■ Task objective
Please output as a numbered list everything from the line containing "For every instance of the large" down to the end of the records, leaving out blank lines.

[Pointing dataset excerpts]
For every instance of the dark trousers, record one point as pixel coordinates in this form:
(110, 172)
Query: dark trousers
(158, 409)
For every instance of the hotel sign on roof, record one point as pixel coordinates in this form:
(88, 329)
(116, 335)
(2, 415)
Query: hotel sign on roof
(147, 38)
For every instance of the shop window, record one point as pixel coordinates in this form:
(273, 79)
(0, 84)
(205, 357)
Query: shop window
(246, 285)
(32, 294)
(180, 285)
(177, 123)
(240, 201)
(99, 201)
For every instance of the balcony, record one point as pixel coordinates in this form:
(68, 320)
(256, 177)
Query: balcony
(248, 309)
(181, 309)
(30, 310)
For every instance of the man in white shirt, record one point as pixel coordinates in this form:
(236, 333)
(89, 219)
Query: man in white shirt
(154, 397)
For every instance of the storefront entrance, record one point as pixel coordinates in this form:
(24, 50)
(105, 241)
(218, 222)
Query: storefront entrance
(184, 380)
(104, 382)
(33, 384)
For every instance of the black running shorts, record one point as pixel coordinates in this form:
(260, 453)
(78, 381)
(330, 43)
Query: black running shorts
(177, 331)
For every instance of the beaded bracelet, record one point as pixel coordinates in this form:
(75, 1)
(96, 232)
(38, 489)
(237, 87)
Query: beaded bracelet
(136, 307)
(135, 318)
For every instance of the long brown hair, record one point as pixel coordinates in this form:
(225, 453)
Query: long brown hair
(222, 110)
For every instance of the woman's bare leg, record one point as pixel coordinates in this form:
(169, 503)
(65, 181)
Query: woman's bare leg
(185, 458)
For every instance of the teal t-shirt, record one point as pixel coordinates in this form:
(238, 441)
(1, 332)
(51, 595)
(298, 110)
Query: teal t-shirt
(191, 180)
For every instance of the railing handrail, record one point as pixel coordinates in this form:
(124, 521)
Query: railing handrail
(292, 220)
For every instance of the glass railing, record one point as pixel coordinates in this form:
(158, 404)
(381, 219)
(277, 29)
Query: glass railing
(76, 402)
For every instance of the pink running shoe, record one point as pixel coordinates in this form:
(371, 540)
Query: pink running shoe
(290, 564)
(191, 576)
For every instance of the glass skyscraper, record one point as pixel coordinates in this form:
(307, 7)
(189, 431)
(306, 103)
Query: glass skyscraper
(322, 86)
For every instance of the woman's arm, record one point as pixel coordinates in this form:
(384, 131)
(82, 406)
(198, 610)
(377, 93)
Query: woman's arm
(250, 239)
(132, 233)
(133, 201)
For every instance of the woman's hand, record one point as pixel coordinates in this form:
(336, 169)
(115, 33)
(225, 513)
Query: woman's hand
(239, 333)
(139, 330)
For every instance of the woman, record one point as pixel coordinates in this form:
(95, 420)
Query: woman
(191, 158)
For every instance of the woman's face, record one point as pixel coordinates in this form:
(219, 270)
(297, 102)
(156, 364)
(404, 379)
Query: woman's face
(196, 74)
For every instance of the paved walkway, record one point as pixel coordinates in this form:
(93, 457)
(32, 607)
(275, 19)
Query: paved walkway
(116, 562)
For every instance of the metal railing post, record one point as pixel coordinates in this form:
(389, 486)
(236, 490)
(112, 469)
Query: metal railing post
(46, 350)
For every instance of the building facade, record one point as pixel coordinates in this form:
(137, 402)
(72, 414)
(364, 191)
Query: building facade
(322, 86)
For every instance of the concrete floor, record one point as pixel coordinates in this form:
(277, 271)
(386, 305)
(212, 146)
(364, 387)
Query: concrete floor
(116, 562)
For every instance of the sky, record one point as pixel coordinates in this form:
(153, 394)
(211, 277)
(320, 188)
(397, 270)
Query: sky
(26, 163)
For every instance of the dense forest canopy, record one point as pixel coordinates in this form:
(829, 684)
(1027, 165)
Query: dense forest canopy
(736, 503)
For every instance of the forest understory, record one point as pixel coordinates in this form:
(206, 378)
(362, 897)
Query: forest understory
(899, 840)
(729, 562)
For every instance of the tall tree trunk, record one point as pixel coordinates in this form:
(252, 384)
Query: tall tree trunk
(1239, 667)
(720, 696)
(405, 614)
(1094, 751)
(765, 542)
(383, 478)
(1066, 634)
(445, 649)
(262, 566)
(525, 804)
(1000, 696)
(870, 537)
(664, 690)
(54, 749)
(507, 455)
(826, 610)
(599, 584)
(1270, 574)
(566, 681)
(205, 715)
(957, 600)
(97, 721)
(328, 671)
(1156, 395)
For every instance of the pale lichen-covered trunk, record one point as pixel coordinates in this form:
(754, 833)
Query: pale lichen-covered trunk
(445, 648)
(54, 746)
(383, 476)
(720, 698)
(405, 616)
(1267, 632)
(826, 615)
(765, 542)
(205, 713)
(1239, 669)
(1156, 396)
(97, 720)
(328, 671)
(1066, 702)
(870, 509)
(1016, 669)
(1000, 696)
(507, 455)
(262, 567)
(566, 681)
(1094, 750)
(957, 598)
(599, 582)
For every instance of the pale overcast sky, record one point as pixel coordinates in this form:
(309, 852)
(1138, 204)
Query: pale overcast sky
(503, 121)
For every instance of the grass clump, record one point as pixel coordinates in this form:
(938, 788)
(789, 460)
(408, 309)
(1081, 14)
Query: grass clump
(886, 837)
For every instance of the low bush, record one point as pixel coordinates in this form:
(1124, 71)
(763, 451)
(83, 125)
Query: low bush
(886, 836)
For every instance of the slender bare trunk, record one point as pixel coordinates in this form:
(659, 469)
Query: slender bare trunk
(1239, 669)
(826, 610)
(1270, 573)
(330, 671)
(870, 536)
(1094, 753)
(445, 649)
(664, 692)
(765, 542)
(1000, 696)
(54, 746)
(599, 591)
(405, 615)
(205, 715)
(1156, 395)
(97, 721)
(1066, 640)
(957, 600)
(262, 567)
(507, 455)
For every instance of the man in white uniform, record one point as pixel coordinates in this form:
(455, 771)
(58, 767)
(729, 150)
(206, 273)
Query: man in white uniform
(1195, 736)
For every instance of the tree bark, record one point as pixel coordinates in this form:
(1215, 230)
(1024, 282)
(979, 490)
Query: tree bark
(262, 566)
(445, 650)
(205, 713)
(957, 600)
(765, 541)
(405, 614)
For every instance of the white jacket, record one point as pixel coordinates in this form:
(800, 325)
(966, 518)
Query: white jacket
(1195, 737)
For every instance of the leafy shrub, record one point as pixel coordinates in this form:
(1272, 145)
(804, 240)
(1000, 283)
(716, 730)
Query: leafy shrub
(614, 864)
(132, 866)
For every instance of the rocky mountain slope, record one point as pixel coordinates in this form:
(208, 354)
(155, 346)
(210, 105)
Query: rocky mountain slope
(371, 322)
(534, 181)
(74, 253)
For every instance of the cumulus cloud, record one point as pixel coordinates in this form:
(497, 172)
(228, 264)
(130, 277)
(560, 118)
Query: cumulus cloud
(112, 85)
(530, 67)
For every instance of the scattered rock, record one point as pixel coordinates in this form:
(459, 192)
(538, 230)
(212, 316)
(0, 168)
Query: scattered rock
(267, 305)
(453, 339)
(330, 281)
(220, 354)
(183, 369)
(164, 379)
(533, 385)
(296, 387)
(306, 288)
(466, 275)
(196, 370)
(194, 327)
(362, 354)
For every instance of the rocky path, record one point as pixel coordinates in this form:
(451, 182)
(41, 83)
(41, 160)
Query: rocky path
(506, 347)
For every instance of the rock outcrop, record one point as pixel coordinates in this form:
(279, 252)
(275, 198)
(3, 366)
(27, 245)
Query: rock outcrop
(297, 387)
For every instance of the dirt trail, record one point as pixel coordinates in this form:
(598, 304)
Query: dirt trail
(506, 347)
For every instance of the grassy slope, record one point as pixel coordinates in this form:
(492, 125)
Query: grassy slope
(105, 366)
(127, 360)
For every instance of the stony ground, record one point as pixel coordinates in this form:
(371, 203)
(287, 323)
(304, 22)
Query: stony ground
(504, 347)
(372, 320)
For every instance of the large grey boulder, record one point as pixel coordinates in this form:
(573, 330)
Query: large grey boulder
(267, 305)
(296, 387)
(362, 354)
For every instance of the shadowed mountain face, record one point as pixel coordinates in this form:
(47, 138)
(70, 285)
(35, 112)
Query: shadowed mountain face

■ Result below
1. For every instance of the large grey boulder, record one point as pixel coordinates in this form:
2. (573, 330)
3. Query: large grey boulder
4. (267, 305)
5. (296, 387)
6. (362, 354)
7. For every instance of the shadowed mountain face, record one point as pixel coordinates in this form:
8. (47, 138)
9. (70, 285)
10. (35, 112)
11. Query: shadowed mountain face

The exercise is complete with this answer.